§ Set exercise:
Please pull out every line in the entries below that contains the word "building". Case counts, so copy only lines where the capitalization matches.

§ Dataset extract:

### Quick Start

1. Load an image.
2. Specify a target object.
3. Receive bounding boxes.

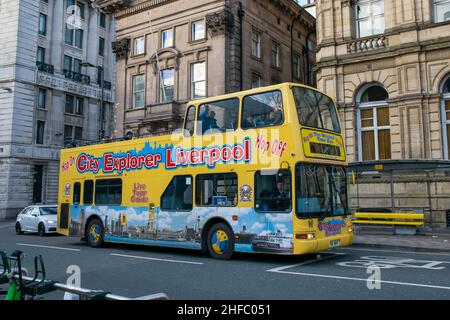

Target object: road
[0,222,450,300]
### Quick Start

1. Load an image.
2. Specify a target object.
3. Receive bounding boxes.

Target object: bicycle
[0,250,56,300]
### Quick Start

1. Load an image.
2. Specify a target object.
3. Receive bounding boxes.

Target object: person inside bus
[271,174,290,211]
[199,105,219,134]
[266,111,283,126]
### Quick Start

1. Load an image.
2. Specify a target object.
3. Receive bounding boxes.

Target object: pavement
[353,227,450,252]
[0,222,450,301]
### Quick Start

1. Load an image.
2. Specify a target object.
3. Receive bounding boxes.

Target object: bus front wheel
[206,223,234,260]
[86,219,103,248]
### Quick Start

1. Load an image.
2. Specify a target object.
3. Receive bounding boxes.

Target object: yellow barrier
[353,212,425,226]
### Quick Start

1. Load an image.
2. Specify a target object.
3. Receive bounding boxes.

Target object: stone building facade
[315,0,450,226]
[0,0,114,220]
[98,0,315,136]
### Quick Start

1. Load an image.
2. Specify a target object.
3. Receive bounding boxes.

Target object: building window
[195,173,238,207]
[161,29,174,48]
[98,37,105,57]
[292,53,302,79]
[252,73,262,89]
[441,74,450,160]
[184,106,195,137]
[65,94,84,116]
[39,13,47,36]
[191,62,206,100]
[36,120,45,144]
[65,24,84,49]
[64,125,83,143]
[191,20,206,41]
[355,0,384,38]
[433,0,450,23]
[99,12,106,28]
[252,30,261,59]
[36,47,45,63]
[272,41,281,68]
[133,37,145,56]
[357,85,391,161]
[37,88,47,109]
[66,0,85,19]
[133,74,145,109]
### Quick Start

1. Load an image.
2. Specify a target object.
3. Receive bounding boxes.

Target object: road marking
[0,224,15,229]
[16,243,81,252]
[266,264,450,290]
[297,252,347,266]
[111,253,204,265]
[330,248,450,257]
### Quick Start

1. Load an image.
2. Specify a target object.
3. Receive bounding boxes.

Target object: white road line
[267,264,450,290]
[16,243,81,252]
[111,253,204,265]
[336,247,450,257]
[296,252,347,266]
[0,224,14,229]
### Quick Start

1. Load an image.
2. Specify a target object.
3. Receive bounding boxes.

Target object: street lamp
[81,62,105,141]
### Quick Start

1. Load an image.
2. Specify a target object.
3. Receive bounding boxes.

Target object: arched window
[441,74,450,160]
[433,0,450,23]
[355,0,384,38]
[356,84,391,161]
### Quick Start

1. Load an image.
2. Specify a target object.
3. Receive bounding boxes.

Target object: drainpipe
[291,11,301,82]
[304,27,316,85]
[238,2,245,91]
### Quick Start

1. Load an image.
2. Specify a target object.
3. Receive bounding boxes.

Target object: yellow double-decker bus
[58,83,353,259]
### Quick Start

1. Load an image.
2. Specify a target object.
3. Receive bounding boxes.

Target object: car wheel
[38,222,45,237]
[86,219,104,248]
[16,222,23,234]
[207,223,234,260]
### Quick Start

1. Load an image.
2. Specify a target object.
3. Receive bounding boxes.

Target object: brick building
[315,0,450,226]
[97,0,315,136]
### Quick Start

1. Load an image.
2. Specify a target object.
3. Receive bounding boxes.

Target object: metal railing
[63,69,91,84]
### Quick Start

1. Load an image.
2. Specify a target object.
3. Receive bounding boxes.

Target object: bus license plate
[330,240,341,248]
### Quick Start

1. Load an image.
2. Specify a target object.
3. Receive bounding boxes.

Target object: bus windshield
[292,87,341,133]
[296,164,350,218]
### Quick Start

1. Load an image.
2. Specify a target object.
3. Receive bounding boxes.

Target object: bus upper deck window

§ Task answer:
Target object: stone building facade
Target object: building window
Target object: brick building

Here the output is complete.